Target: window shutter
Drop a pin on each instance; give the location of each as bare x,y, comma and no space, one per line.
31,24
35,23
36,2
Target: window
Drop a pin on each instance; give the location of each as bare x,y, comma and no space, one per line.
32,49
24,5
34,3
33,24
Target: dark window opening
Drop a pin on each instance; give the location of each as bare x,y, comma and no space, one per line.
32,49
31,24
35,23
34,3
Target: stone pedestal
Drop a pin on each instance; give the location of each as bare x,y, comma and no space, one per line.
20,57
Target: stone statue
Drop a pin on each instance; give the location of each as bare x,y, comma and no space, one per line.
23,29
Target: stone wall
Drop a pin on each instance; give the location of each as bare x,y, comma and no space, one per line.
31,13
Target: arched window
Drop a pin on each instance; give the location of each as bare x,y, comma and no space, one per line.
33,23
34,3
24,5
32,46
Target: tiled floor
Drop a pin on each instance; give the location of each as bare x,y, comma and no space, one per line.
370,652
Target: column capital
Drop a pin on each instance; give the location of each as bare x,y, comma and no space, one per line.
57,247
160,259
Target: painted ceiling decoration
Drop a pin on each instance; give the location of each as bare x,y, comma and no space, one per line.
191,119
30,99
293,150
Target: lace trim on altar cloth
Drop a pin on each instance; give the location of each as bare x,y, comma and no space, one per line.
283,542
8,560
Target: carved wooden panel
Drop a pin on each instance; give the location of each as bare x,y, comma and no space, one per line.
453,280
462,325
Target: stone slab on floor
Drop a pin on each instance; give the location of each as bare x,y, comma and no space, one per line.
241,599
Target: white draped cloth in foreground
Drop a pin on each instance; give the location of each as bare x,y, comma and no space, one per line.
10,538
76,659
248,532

+ + + +

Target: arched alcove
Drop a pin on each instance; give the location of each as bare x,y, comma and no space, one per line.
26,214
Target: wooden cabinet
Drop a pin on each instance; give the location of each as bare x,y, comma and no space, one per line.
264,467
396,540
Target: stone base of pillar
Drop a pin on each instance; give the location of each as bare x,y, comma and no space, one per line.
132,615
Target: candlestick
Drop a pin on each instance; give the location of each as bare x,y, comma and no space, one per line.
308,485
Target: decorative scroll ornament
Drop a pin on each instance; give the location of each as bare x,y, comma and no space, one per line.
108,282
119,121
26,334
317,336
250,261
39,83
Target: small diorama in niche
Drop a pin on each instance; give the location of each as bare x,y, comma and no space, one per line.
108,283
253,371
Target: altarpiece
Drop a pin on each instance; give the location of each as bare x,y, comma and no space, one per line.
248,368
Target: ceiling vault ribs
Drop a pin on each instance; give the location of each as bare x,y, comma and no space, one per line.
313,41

+ + + +

§ DIRECTIVE
Pick out every line in the rows above that contains the string "wooden". Matching is case-sensitive.

§ COMPLETED TASK
Target: carved wooden panel
Target: wooden cabinet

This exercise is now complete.